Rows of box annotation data
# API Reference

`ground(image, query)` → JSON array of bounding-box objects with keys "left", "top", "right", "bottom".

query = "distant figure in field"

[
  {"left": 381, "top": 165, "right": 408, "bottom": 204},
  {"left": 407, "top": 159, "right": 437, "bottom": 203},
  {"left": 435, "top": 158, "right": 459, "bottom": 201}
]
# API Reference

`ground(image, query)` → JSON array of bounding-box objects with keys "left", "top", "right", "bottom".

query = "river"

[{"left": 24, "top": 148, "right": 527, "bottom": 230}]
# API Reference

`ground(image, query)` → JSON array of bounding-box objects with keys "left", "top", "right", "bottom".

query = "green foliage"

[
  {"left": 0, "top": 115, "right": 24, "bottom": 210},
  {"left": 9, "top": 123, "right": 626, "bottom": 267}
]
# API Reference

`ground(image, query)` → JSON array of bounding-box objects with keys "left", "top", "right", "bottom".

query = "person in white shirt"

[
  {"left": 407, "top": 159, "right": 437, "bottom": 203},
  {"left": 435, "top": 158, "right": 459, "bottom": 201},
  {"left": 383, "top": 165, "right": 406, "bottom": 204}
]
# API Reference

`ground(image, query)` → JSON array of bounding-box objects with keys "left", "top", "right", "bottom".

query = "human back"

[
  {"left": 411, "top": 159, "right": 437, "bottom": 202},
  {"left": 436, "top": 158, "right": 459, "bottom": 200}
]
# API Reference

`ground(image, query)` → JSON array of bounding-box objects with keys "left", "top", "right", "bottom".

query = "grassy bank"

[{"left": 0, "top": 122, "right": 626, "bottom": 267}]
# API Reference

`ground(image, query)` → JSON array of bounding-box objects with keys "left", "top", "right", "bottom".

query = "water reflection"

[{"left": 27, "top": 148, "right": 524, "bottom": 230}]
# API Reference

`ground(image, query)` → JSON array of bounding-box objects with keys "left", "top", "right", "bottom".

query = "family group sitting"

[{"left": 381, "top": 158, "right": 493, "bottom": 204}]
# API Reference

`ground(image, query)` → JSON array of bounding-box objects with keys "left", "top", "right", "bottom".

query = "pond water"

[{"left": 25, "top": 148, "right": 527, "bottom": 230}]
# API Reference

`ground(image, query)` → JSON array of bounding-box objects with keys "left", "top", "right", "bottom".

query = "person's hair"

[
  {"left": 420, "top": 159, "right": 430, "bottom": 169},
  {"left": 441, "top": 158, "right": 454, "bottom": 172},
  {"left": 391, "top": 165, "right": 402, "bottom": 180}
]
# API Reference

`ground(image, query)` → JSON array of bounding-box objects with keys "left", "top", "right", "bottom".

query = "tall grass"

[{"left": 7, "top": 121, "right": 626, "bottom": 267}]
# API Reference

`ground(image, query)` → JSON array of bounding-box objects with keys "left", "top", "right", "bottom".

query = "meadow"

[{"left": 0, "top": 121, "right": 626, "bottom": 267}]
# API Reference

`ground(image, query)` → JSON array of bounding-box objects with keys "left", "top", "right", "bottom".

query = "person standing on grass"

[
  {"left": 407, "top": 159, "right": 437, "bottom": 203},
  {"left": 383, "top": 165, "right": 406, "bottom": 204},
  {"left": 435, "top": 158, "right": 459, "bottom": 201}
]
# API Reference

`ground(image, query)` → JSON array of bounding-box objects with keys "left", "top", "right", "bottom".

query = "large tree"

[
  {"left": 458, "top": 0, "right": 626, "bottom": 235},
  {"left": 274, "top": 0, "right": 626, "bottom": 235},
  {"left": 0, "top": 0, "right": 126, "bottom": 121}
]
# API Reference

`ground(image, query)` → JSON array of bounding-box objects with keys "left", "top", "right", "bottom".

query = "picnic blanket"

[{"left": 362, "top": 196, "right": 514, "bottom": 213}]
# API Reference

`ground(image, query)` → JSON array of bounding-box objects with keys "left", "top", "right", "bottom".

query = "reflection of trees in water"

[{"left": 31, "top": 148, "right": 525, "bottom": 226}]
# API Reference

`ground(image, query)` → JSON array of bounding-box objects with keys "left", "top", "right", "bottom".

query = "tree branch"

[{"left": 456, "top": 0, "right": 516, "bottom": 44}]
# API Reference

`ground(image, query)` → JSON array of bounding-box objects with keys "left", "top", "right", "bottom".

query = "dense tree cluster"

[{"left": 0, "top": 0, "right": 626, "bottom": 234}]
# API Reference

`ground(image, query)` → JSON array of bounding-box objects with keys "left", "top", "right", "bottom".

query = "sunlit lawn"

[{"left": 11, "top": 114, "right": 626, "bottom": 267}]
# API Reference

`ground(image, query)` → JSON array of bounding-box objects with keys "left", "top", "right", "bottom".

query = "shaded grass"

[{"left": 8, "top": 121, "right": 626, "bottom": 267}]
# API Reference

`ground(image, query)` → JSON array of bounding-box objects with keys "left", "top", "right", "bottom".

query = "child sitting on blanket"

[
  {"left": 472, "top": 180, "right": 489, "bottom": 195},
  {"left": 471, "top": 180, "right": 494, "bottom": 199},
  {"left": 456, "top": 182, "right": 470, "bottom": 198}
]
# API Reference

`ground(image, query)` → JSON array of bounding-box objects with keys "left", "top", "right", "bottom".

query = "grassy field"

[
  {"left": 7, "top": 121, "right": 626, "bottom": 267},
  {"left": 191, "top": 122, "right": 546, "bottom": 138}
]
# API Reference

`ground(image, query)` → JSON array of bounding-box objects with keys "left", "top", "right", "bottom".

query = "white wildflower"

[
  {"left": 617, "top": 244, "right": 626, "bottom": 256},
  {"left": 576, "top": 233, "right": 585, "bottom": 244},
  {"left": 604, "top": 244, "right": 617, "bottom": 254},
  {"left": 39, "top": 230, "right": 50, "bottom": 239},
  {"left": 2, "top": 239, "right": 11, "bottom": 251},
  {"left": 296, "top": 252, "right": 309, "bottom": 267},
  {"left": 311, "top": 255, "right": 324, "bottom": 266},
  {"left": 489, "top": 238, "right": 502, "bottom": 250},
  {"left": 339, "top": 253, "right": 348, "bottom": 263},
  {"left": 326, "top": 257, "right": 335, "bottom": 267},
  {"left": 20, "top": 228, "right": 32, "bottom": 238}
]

- _Requirements_
Give back the data above exactly as it appears.

- _Solution to this task_
# API Reference

`ground(image, query)` → JSON array of bounding-box objects with keys "left", "top", "right", "bottom".

query = "distant figure in field"

[
  {"left": 381, "top": 165, "right": 408, "bottom": 204},
  {"left": 407, "top": 159, "right": 437, "bottom": 203},
  {"left": 435, "top": 158, "right": 459, "bottom": 201}
]
# API Reference

`ground(image, query)` → JSON array of bounding-box objects with keys "left", "top", "right", "bottom".

query = "river"

[{"left": 24, "top": 148, "right": 527, "bottom": 230}]
# API Reference

`ground(image, query)` → JSON array of bounding-box objects with keys "left", "top", "right", "bottom".

query = "green foliage"

[
  {"left": 0, "top": 115, "right": 24, "bottom": 210},
  {"left": 9, "top": 123, "right": 626, "bottom": 267}
]
# API Reference

`ground(image, query)` → JSON array of bounding-box objects with keys "left", "top", "right", "bottom".

query = "person in white shirt"

[
  {"left": 407, "top": 159, "right": 437, "bottom": 203},
  {"left": 435, "top": 158, "right": 459, "bottom": 201},
  {"left": 383, "top": 165, "right": 406, "bottom": 204}
]
# API Reference

`ground(image, query)` → JSON array of bounding-box objects with keys "left", "top", "right", "bottom".

query = "human back"

[
  {"left": 411, "top": 159, "right": 437, "bottom": 202},
  {"left": 436, "top": 158, "right": 459, "bottom": 200}
]
# API Reference

`ground(image, query)` → JSON array of bounding-box objects with keys "left", "top", "right", "bottom".

query = "grassy bank"

[{"left": 0, "top": 122, "right": 626, "bottom": 267}]
# API Reference

`ground(image, query)` → JSON array of bounding-box objects with keys "left", "top", "right", "bottom".

query = "water reflection"

[{"left": 27, "top": 148, "right": 524, "bottom": 230}]
# API Reference

`ground(image, query)` → JSON array of bounding-box objects with keys "left", "top", "right", "bottom".

query = "family group sitting"

[{"left": 381, "top": 158, "right": 493, "bottom": 204}]
# API Reference

`ground(image, query)` → JSON array of bounding-box objects with keys "left", "top", "right", "bottom".

query = "pond water"

[{"left": 25, "top": 148, "right": 527, "bottom": 230}]
# API Reference

`ground(image, query)` → JSON array of bounding-box objects with keys "left", "top", "right", "bottom".

query = "person's hair"

[
  {"left": 420, "top": 159, "right": 430, "bottom": 169},
  {"left": 441, "top": 158, "right": 454, "bottom": 172},
  {"left": 391, "top": 165, "right": 402, "bottom": 180}
]
# API Reference

`ground(image, query)` → JSON array of bounding-box objects with keys "left", "top", "right", "bottom".

query = "tall grass"

[{"left": 7, "top": 121, "right": 626, "bottom": 267}]
# API Reference

`ground(image, query)` → JSON array of bounding-box objects with keys "left", "top", "right", "bottom".

query = "meadow"

[{"left": 0, "top": 121, "right": 626, "bottom": 267}]
# API Reference

`ground(image, query)` → JSON array of bounding-box objects with keys "left", "top", "right", "bottom".

query = "person standing on grass"

[
  {"left": 407, "top": 159, "right": 437, "bottom": 203},
  {"left": 383, "top": 165, "right": 406, "bottom": 204},
  {"left": 435, "top": 158, "right": 459, "bottom": 201}
]
# API Reference

`ground(image, query)` → JSON array of bounding-box objects with keys "left", "top", "right", "bottom".

query = "large tree"

[
  {"left": 458, "top": 0, "right": 626, "bottom": 235},
  {"left": 274, "top": 0, "right": 626, "bottom": 235},
  {"left": 0, "top": 0, "right": 126, "bottom": 121}
]
# API Reference

`ground(image, query)` → JSON array of bounding-box objects with keys "left", "top", "right", "bottom".

query = "picnic blanket"

[{"left": 362, "top": 196, "right": 514, "bottom": 213}]
# API Reference

`ground(image, query)` → JSON array of bounding-box objects with keys "left", "top", "right", "bottom".

query = "reflection of trees in water"

[{"left": 31, "top": 148, "right": 525, "bottom": 226}]
# API Reference

`ground(image, query)` → JSON array of bounding-box objects with keys "left", "top", "right", "bottom".

query = "tree branch"

[{"left": 456, "top": 0, "right": 516, "bottom": 44}]
# API Reference

`ground(image, query)` → JSON array of bounding-box objects with keys "left", "top", "right", "bottom".

query = "dense tree cluster"

[{"left": 0, "top": 0, "right": 626, "bottom": 234}]
# API Reference

`ground(image, query)` → JSON array of bounding-box objects with keys "left", "top", "right", "bottom".

query = "sunlit lawn"

[{"left": 11, "top": 114, "right": 626, "bottom": 267}]
# API Reference

`ground(image, query)` → JSON array of bounding-box objects with keys "left", "top", "right", "bottom".

query = "shaded grass"

[{"left": 8, "top": 121, "right": 626, "bottom": 267}]
# API Reference

`ground(image, query)` → JSON array of bounding-box objects with keys "left", "top", "right", "bottom".

query = "child sitting on blanket"

[
  {"left": 472, "top": 180, "right": 489, "bottom": 195},
  {"left": 471, "top": 180, "right": 494, "bottom": 199},
  {"left": 456, "top": 182, "right": 470, "bottom": 198}
]
# API Reference

`ground(image, query)` → JSON array of bounding-box objects with keys "left", "top", "right", "bottom".

query = "grassy field"

[
  {"left": 7, "top": 121, "right": 626, "bottom": 267},
  {"left": 191, "top": 122, "right": 546, "bottom": 138}
]
# API Reference

`ground(image, query)` → JSON array of bounding-box objects with keys "left", "top", "right", "bottom".

query = "white wildflower"

[
  {"left": 617, "top": 244, "right": 626, "bottom": 256},
  {"left": 576, "top": 233, "right": 585, "bottom": 244},
  {"left": 604, "top": 244, "right": 617, "bottom": 254},
  {"left": 39, "top": 230, "right": 50, "bottom": 239},
  {"left": 2, "top": 239, "right": 11, "bottom": 251},
  {"left": 296, "top": 252, "right": 309, "bottom": 267},
  {"left": 311, "top": 255, "right": 324, "bottom": 266},
  {"left": 489, "top": 238, "right": 502, "bottom": 250},
  {"left": 339, "top": 253, "right": 348, "bottom": 263},
  {"left": 326, "top": 257, "right": 335, "bottom": 267},
  {"left": 20, "top": 228, "right": 32, "bottom": 238}
]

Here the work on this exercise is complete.